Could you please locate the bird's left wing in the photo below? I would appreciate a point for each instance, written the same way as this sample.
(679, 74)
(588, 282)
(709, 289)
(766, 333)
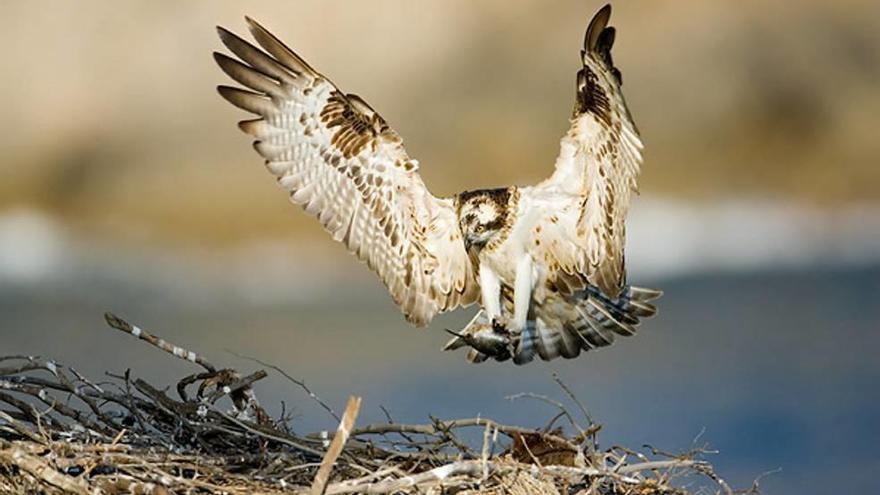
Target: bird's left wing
(598, 164)
(342, 162)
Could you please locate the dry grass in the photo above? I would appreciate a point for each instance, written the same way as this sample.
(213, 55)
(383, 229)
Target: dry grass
(61, 432)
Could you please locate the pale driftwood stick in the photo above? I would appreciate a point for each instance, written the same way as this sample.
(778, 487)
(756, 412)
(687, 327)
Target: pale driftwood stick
(474, 468)
(39, 469)
(268, 436)
(438, 427)
(124, 326)
(20, 428)
(336, 446)
(651, 465)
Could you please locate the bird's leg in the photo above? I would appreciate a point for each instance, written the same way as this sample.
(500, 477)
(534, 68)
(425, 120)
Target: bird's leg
(522, 293)
(490, 287)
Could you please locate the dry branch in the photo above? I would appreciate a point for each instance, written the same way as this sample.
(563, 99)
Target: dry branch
(61, 432)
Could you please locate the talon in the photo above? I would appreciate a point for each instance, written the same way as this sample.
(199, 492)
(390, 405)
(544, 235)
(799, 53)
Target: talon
(500, 327)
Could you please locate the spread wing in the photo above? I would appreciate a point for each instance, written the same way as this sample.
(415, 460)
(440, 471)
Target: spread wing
(598, 164)
(342, 162)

What is asked ▸
Edit the stretch from the line containing "Could you please locate the spread" through the end of the records, replacing "spread wing" with "outstretched wing" everywhere in it and keeping everything else the same.

Right answer ▸
Could you please locate the outstretched wing in the photo above? I would appreciate a point for each instance, written the same way as this sample.
(415, 460)
(440, 471)
Target: outstretched wing
(598, 164)
(342, 162)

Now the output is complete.